Source extract —
▬▬▬

‘Sharing the Pain’: Domestic Airfares in Indonesia Soar, but Who’s Really Feeling the Pinch?
Companies Mentioned
Why It Matters
The rapid fare escalation threatens airline margins, depresses consumer demand, and could undermine Indonesia’s domestic tourism sector, with knock‑on effects for the broader economy.
Key Takeaways
- •Fuel surcharge hike to 38% triggers up to 50% fare spikes.
- •Jet‑fuel price rose 70% in April, costing airlines ~40% of operating costs.
- •Government VAT subsidy covers 11% of tickets, but fare growth still ~17%.
- •Expected 10‑15% drop in passenger numbers may pressure airline earnings.
Pulse Analysis
Indonesia’s decision to standardise a 38% fuel surcharge reflects the acute pressure of soaring jet‑fuel costs, which jumped from roughly 13,656 rupiah ($0.90) to 23,551 rupiah ($1.55) per litre in April. The surcharge, originally capped at 10% for jets, now adds a substantial layer to base fares, translating into price hikes of 28‑50% on popular corridors like Medan‑Jakarta. While the government’s temporary 11% VAT waiver on economy tickets and the removal of import duties on aircraft spare parts aim to cushion the shock, these measures address only a fraction of the cost surge, leaving passengers to shoulder a net increase of around 17% after subsidies.

▬▬▬

Saved entries:
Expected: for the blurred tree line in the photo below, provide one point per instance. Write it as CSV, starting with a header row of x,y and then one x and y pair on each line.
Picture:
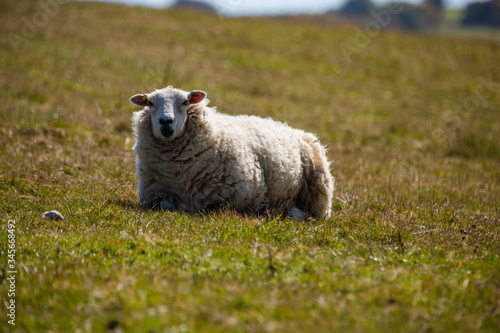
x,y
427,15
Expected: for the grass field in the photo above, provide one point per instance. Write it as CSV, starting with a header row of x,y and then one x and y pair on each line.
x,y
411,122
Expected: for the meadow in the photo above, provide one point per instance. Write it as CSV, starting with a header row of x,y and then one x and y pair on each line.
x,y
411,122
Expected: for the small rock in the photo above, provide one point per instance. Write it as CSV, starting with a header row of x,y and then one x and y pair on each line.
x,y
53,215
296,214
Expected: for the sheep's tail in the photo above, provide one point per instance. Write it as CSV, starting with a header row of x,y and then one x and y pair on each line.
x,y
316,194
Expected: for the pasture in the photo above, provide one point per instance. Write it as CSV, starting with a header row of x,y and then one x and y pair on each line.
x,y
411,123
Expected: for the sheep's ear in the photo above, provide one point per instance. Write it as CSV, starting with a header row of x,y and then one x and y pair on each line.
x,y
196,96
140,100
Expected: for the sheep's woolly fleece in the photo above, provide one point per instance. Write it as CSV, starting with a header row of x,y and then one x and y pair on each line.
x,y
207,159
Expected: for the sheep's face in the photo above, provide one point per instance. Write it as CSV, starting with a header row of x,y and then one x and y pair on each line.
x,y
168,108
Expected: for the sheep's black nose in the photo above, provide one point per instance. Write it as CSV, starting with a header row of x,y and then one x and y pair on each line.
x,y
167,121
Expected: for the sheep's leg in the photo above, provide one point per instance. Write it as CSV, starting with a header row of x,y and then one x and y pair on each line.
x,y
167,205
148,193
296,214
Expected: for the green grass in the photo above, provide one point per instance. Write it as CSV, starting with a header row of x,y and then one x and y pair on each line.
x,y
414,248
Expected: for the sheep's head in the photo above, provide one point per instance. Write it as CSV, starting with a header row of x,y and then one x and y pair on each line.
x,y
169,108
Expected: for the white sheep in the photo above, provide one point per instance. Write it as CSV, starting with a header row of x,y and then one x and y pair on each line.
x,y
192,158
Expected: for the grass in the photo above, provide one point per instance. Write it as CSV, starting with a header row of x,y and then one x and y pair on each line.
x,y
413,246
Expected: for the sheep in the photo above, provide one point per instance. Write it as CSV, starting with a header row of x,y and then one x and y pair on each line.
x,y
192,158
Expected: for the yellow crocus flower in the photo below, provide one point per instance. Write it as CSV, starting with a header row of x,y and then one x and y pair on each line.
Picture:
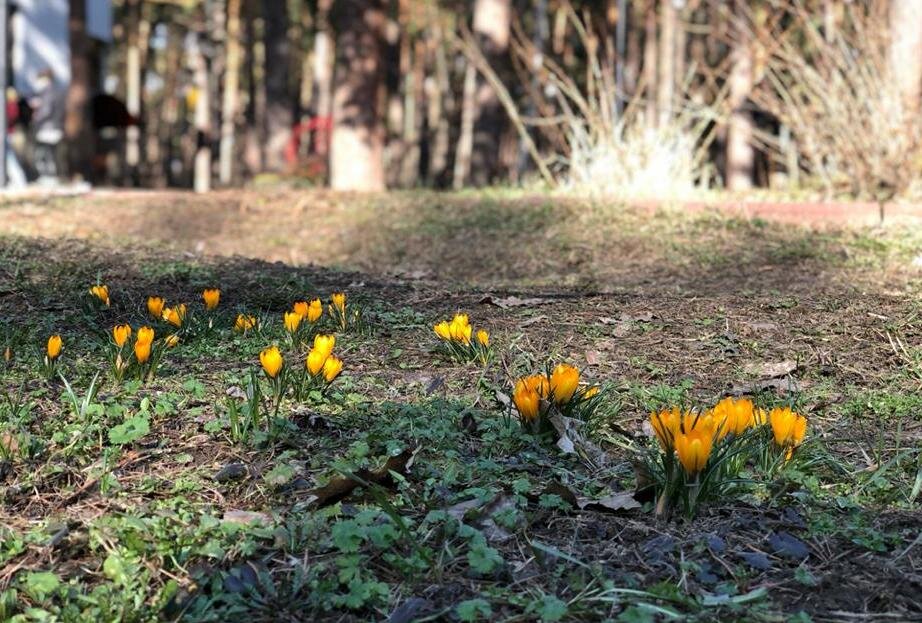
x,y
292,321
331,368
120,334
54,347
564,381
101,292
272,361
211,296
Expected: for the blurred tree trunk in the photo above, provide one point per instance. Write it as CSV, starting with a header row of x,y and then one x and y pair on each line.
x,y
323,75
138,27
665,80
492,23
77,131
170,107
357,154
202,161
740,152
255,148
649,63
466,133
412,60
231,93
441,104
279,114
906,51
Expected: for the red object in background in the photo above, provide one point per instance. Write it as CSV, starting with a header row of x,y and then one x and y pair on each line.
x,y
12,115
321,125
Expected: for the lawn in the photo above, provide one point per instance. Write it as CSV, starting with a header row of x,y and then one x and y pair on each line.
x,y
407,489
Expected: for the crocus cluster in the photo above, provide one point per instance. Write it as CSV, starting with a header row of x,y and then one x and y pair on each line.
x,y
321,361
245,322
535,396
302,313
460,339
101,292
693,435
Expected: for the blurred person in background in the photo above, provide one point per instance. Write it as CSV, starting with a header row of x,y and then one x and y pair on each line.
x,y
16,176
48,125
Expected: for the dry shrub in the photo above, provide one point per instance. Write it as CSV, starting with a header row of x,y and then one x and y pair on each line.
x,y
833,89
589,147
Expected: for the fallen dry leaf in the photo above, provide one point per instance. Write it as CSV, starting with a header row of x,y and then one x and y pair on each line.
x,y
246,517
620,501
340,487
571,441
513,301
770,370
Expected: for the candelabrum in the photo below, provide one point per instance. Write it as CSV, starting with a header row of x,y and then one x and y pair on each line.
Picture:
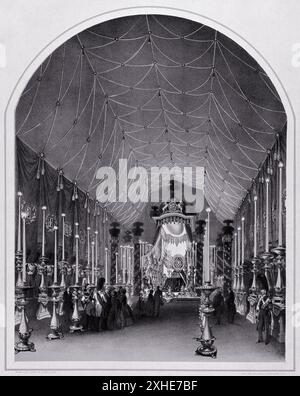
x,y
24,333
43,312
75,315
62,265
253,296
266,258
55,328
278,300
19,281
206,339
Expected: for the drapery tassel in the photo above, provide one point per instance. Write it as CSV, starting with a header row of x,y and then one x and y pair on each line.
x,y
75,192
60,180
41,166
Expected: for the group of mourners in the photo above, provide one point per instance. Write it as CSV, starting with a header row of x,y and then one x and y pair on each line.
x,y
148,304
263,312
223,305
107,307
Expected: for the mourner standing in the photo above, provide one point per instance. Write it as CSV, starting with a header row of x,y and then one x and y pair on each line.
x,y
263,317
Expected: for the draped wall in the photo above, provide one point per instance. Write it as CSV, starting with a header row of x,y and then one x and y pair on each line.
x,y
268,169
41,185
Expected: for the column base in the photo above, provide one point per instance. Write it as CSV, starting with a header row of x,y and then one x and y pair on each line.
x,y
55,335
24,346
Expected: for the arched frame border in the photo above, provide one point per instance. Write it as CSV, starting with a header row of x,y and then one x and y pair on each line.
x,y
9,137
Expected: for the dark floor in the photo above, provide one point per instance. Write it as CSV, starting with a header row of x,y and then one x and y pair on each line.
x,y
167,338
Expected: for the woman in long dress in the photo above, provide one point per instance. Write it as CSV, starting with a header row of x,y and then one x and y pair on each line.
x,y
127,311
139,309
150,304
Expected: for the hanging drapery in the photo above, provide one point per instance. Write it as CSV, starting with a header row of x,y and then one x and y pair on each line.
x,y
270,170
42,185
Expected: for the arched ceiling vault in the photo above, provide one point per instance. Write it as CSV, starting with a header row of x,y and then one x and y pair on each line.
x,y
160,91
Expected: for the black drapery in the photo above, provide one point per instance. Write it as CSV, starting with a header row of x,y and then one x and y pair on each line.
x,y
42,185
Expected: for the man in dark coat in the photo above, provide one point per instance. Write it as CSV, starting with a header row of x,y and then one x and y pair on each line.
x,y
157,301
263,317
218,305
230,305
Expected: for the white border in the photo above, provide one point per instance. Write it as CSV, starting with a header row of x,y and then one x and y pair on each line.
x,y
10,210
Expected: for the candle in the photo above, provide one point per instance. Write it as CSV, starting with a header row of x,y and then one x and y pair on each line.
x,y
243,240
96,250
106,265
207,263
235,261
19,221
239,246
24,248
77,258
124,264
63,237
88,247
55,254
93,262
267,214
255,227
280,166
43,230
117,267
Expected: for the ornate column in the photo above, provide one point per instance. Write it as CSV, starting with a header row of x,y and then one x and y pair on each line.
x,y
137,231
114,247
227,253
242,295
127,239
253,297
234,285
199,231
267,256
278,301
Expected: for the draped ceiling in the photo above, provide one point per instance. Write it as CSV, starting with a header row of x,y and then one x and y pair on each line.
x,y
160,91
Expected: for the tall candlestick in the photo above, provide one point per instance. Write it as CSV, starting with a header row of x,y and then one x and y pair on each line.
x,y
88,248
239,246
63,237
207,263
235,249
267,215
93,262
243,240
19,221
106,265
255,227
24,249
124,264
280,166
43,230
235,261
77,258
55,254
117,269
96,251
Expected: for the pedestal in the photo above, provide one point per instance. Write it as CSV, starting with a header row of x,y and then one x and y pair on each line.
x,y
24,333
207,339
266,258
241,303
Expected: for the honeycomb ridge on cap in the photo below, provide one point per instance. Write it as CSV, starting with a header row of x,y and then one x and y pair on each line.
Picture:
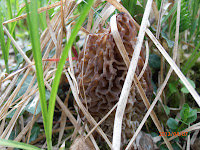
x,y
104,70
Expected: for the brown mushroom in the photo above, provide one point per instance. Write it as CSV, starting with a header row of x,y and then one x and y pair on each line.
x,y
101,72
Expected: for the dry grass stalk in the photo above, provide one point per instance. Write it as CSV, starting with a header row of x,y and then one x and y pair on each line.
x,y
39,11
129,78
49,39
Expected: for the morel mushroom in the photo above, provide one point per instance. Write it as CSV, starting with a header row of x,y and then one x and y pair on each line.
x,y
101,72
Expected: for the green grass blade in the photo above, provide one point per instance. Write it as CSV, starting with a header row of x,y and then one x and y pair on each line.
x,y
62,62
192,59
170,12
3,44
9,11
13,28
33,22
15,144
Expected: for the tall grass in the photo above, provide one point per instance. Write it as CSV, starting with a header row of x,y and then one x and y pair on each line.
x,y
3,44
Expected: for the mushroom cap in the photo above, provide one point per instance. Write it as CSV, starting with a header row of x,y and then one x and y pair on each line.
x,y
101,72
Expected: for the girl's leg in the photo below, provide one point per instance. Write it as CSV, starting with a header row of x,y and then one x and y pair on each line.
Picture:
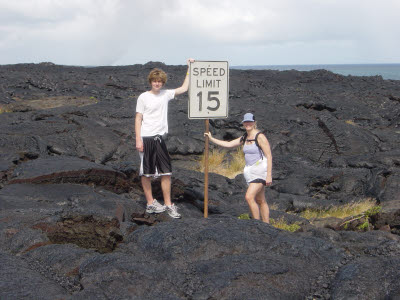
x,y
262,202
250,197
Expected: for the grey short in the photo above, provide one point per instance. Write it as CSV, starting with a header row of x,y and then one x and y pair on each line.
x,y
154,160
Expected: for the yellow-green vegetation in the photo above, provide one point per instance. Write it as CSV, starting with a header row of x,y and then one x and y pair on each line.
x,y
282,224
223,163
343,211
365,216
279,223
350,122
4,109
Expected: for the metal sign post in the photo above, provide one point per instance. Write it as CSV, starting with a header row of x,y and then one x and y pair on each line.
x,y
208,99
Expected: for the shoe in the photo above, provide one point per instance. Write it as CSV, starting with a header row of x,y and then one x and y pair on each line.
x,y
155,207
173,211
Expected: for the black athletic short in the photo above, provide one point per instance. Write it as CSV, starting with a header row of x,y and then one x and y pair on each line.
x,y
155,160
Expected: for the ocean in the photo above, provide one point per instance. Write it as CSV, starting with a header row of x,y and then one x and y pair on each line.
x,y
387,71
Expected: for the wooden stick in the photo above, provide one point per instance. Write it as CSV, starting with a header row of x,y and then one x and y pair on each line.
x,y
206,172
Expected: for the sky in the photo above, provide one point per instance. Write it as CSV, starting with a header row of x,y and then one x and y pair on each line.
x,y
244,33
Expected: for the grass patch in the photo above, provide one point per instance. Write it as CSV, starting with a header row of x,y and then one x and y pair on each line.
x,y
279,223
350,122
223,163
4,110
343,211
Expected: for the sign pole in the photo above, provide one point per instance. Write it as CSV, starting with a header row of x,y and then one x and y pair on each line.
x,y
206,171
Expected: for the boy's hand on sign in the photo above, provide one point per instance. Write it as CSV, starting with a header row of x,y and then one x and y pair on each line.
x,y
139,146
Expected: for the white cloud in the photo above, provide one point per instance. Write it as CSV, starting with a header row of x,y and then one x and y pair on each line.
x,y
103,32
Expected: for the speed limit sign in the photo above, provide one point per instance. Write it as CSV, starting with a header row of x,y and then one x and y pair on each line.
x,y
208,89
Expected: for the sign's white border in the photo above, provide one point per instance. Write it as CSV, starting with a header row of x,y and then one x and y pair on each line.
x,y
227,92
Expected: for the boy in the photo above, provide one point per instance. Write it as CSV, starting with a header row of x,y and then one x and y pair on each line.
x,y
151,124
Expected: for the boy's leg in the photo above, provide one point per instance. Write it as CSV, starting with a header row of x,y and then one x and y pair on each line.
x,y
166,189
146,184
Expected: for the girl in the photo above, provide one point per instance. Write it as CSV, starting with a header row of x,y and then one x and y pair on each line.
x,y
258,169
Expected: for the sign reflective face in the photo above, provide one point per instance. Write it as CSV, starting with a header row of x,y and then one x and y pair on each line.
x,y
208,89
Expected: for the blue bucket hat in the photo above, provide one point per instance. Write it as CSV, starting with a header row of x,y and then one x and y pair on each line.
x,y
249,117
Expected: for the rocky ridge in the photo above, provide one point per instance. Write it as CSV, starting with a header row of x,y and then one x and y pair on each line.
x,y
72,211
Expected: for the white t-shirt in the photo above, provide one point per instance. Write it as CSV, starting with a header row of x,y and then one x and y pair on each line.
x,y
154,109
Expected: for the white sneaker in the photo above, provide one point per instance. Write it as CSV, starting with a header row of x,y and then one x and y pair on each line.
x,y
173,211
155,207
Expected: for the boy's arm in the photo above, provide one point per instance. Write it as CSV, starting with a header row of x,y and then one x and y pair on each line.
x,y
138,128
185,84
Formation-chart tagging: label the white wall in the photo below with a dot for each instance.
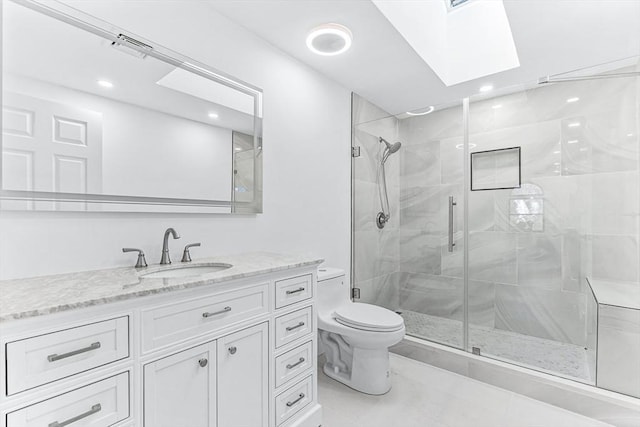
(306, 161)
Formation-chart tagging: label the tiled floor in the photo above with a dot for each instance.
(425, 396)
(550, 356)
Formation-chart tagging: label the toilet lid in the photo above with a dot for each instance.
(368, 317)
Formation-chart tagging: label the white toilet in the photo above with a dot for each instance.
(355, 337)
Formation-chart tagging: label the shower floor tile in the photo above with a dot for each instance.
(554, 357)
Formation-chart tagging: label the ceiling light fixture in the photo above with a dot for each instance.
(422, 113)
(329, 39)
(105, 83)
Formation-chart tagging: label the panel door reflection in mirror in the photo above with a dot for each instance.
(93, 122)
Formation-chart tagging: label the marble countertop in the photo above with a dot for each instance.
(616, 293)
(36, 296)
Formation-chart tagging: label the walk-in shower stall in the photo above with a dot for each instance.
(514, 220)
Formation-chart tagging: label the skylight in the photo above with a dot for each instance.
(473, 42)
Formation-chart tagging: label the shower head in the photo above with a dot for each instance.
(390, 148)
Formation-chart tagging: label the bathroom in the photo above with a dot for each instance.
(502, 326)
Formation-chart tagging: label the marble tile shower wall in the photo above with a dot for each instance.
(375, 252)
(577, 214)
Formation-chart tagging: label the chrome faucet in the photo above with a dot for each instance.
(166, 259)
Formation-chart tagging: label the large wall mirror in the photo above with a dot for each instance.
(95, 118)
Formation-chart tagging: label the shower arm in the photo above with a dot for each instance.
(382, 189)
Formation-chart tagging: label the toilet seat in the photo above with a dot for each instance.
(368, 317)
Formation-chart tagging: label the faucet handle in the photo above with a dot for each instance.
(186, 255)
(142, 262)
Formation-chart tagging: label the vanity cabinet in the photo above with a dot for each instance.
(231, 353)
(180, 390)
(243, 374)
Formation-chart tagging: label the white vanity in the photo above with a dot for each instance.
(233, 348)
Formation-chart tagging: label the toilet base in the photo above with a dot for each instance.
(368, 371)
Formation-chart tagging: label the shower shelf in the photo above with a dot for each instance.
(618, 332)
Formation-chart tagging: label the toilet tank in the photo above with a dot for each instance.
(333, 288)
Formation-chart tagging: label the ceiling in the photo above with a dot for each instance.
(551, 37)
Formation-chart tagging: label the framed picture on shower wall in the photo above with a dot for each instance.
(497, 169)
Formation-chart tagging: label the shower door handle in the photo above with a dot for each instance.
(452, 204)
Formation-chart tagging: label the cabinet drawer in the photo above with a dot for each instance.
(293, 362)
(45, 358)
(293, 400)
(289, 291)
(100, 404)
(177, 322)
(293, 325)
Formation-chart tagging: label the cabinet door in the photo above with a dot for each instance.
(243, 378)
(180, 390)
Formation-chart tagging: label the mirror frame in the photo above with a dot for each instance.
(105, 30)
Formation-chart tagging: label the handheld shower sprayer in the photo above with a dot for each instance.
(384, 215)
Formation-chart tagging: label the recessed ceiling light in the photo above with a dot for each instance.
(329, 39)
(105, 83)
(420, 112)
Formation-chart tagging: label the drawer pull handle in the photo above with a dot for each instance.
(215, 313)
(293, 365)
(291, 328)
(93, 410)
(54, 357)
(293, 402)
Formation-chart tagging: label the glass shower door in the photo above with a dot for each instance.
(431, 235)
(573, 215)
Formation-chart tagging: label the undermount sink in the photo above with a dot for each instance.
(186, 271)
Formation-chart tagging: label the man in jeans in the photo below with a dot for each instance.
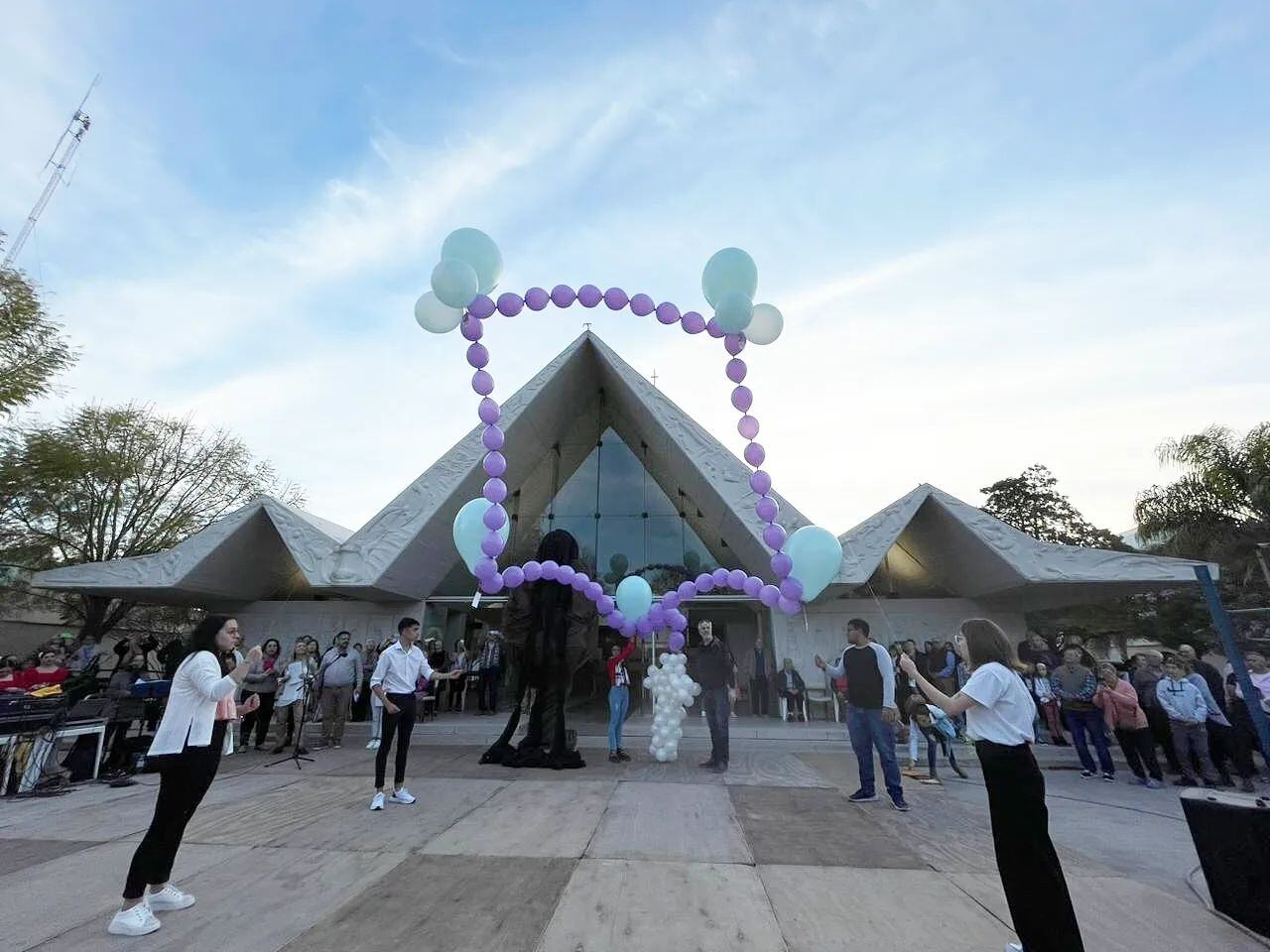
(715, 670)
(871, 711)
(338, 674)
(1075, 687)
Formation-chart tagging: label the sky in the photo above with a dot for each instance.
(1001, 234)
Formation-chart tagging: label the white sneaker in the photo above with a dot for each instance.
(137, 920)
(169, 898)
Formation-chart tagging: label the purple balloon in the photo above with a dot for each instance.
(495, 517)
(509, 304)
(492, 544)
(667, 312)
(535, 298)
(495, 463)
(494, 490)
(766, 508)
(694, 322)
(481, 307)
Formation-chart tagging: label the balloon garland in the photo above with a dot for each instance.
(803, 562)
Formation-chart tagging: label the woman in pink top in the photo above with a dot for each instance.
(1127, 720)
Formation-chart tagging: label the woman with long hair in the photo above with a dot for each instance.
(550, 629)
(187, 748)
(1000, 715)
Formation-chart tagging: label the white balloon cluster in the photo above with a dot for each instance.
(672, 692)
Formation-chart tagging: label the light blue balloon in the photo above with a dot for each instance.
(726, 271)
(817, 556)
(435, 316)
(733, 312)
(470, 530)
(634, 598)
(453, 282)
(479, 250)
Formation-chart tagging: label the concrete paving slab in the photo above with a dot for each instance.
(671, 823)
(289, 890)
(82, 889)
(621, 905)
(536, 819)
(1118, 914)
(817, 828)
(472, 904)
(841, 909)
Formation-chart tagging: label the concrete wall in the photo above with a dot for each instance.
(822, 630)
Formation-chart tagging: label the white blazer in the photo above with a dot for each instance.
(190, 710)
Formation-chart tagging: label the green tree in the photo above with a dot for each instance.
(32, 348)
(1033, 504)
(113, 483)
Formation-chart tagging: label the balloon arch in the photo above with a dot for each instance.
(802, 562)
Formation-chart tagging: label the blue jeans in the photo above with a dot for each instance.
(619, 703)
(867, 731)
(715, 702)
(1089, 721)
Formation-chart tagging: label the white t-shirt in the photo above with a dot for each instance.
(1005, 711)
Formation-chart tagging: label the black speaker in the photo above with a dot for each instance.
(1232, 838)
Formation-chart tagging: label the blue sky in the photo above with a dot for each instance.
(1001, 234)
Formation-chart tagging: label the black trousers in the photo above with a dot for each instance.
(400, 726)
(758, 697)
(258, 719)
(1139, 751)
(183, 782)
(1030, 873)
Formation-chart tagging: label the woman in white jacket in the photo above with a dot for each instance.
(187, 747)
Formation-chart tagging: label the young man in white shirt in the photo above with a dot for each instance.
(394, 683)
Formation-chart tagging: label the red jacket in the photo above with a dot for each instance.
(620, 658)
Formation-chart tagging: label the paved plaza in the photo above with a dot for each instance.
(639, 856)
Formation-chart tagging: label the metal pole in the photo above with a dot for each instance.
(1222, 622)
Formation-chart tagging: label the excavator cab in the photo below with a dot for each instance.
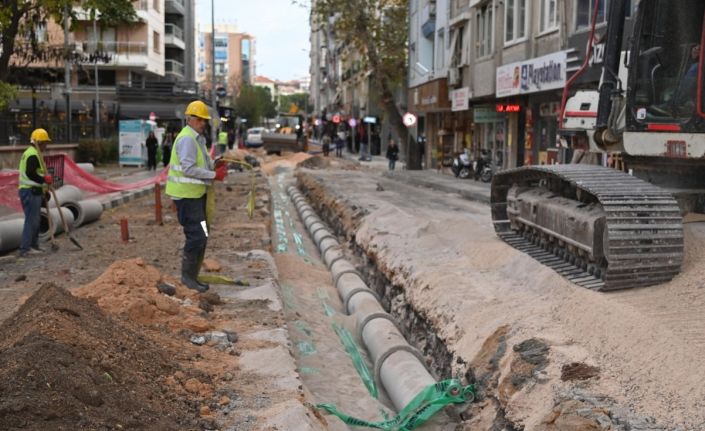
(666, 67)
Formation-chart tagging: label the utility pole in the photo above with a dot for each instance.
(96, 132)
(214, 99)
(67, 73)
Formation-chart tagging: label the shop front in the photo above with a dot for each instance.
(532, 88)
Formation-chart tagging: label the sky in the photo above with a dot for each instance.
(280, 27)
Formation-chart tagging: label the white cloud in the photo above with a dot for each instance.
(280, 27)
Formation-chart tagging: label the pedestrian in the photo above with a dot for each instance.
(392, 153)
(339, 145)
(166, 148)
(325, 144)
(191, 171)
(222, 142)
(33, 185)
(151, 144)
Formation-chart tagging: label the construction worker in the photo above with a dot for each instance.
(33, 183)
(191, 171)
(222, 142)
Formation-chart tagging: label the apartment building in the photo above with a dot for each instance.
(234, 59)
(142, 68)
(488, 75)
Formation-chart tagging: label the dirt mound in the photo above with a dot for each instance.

▬▬▬

Set tasks —
**a.** Decide whether each statement agrees with the article on Indonesian domestic airfares, answering yes or no and quoting the words that settle it. (i) The fuel surcharge for jets was originally capped at 10%. (ii) The government's VAT waiver covers tickets in every class. (iii) In April, jet fuel rose to 23,551 rupiah per litre.
**b.** In the article on Indonesian domestic airfares, which route is named as a popular corridor with fare hikes of 28‑50%?
**c.** Extend the article on Indonesian domestic airfares with one more paragraph, picking up after its last sentence.

Responses to the exercise —
**a.**
(i) Yes: "originally capped at 10% for jets"
(ii) No: "temporary 11% VAT waiver on economy tickets"
(iii) Yes: "jumped from roughly 13,656 rupiah ($0.90) to 23,551 rupiah ($1.55) per litre in April"

**b.** Medan‑Jakarta.

**c.**
Airlines are scrambling to balance cash flow with service reliability. Major carriers such as Garuda Indonesia, Citilink, Lion Air and AirAsia have already adjusted flight frequencies, and some routes face temporary suspensions as demand softens. The higher fare environment is prompting travelers, especially price‑sensitive economy passengers, to reconsider short‑haul flights in favor of land or sea alternatives. This shift could shave 10‑15% off passenger volumes, tightening revenue streams for carriers already grappling with a 5.4‑trillion‑rupiah (≈$330 million) net loss in 2025. Moreover, the erosion of domestic price competitiveness risks diverting tourists to cheaper international destinations like Singapore, further denting Indonesia’s tourism earnings.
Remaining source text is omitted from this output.